== EXERCISE BRIEF ==
Return only the stretch of the material below that begins with the line containing "# for each instance of the tree bark, put" and ends with the line containing "# for each instance of the red", exactly; both of those lines belong to it.
┌──
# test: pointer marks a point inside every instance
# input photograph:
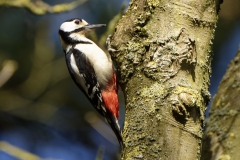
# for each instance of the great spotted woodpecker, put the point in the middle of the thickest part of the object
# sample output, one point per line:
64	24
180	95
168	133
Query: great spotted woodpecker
92	70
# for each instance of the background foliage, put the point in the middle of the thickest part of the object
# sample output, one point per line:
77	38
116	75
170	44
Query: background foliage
42	113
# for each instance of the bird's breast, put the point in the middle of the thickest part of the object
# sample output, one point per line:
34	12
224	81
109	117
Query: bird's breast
100	61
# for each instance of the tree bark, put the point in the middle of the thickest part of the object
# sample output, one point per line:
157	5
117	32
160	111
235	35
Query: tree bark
163	61
221	140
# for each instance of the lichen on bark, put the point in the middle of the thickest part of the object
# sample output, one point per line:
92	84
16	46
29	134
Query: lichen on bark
163	59
221	137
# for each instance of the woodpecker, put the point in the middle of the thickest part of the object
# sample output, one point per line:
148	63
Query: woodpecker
92	70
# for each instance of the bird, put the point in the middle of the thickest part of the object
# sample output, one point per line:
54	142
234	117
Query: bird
92	70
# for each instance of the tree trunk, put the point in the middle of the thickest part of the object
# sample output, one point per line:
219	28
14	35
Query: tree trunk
163	60
221	140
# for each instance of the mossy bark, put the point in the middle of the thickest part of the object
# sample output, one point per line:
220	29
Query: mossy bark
221	140
163	61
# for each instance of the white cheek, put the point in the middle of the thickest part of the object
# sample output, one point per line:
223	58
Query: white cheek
69	26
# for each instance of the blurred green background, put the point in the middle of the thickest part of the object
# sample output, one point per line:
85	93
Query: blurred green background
43	115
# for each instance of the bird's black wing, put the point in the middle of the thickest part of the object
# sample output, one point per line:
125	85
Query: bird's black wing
83	74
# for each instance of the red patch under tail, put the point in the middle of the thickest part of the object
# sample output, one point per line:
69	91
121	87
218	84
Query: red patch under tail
110	97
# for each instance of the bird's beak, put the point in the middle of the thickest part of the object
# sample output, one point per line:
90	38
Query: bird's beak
93	26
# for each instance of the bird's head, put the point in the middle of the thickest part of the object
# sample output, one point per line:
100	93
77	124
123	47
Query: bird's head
74	30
└──
== SOLUTION TO THIS EXERCISE ==
# for each instance of the tree bark, put the point in the middle of the thickest part of the object
# sample output, one point per line:
157	5
117	32
160	111
235	35
Query: tree bark
163	61
221	140
# for each instance of the lichen on bark, put the point in the middle of the thickest part of the object
# sample output, one point per line:
92	84
16	46
29	134
Query: lichen on bark
163	59
221	137
# for each instance of the woodpecker, put the point in the middle of the thickest part of the object
# sample output, one point per line:
148	63
Query: woodpecker
92	70
# for each instance of the bird, put the point in the middle of the thickest part of the object
# sample output, one point per line:
54	142
234	117
Query: bird
92	70
# for each instance of the tree trunk, put the point in the middle of the thickest part of the object
# sample output, one point per line:
219	28
14	35
Query: tree trunk
163	60
221	140
# for each instance of the mossy bark, put the point in the middle of the thickest part of the object
# sample output, one point per line:
220	29
Query: mossy bark
221	140
163	61
# for each instance of the white cheek, put the point in the middle of the thickest part of the object
# sample output, one point per line:
223	58
Query: white cheek
69	26
# for each instance of the blurred green background, put the point in the middle of the thickest part of the object
# sample output, one point per line:
85	93
Query: blurred green background
43	115
# for each instance of the bird's black wing, put the point in the middle of the thickest part of the object
# sample output, one point per line:
125	85
Query: bird's black wing
83	74
# for each instance of the red patch under tail, put the point in the middle of the thickest part of the object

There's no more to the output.